[[ MATERIAL FOR THE TASK, beginning ]]
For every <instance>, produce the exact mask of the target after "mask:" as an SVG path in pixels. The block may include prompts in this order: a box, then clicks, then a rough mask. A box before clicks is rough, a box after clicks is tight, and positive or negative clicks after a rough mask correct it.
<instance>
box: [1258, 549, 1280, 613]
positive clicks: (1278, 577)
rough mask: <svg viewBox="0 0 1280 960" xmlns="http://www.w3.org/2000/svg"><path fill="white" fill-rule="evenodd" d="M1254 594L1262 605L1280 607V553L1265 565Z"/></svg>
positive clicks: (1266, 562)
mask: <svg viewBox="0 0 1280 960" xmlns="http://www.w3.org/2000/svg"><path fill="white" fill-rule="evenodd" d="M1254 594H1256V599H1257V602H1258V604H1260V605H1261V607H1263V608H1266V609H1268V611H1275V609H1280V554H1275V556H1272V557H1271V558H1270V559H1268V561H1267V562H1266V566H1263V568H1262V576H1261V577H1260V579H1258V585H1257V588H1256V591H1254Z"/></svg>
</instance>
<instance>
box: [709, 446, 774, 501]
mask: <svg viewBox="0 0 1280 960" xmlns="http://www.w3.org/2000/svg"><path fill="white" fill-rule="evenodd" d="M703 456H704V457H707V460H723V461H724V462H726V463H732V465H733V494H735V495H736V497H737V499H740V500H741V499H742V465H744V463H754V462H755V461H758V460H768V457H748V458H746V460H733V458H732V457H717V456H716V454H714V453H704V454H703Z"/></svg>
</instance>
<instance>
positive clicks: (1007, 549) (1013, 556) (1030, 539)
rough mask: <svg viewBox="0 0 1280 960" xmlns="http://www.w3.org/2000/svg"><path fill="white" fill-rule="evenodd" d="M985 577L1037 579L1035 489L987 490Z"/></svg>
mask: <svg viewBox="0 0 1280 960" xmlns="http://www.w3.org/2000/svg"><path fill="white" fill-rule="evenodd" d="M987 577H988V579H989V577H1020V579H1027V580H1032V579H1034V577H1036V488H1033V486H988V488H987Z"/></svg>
[[ MATERIAL FOR THE TASK, end ]]
BRIEF
Print all of the records above again, copying every line without changing a single character.

ANSWER TO THE PROBLEM
For every <instance>, produce the exact mask of the target after "mask:" as an SVG path in pixels. The block may include prompts in this order: a box, then clicks, then a rough mask. A box before clicks is rough, a box after clicks is tight, and positive or negative clicks after a rough mask correct it.
<instance>
box: [1258, 549, 1280, 613]
positive clicks: (1278, 577)
rough mask: <svg viewBox="0 0 1280 960" xmlns="http://www.w3.org/2000/svg"><path fill="white" fill-rule="evenodd" d="M1254 594L1262 605L1280 607V553L1265 565Z"/></svg>
positive clicks: (1266, 562)
mask: <svg viewBox="0 0 1280 960" xmlns="http://www.w3.org/2000/svg"><path fill="white" fill-rule="evenodd" d="M1254 594H1256V599H1257V602H1258V604H1260V605H1261V607H1263V608H1266V609H1268V611H1275V609H1280V554H1275V556H1272V557H1271V558H1270V559H1268V561H1267V562H1266V566H1263V568H1262V576H1261V577H1260V579H1258V585H1257V588H1256V591H1254Z"/></svg>
</instance>
<instance>
box: [709, 446, 774, 501]
mask: <svg viewBox="0 0 1280 960" xmlns="http://www.w3.org/2000/svg"><path fill="white" fill-rule="evenodd" d="M703 456H704V457H707V460H723V461H724V462H726V463H732V465H733V494H735V495H736V497H737V499H740V500H741V499H742V465H744V463H754V462H755V461H758V460H768V457H748V458H746V460H733V458H732V457H717V456H716V454H714V453H704V454H703Z"/></svg>
</instance>
<instance>
positive clicks: (1007, 549) (1013, 556) (1030, 539)
rough mask: <svg viewBox="0 0 1280 960" xmlns="http://www.w3.org/2000/svg"><path fill="white" fill-rule="evenodd" d="M985 577L1037 579L1035 489L987 490Z"/></svg>
mask: <svg viewBox="0 0 1280 960" xmlns="http://www.w3.org/2000/svg"><path fill="white" fill-rule="evenodd" d="M987 577H988V579H989V577H1020V579H1027V580H1032V579H1034V577H1036V488H1033V486H988V488H987Z"/></svg>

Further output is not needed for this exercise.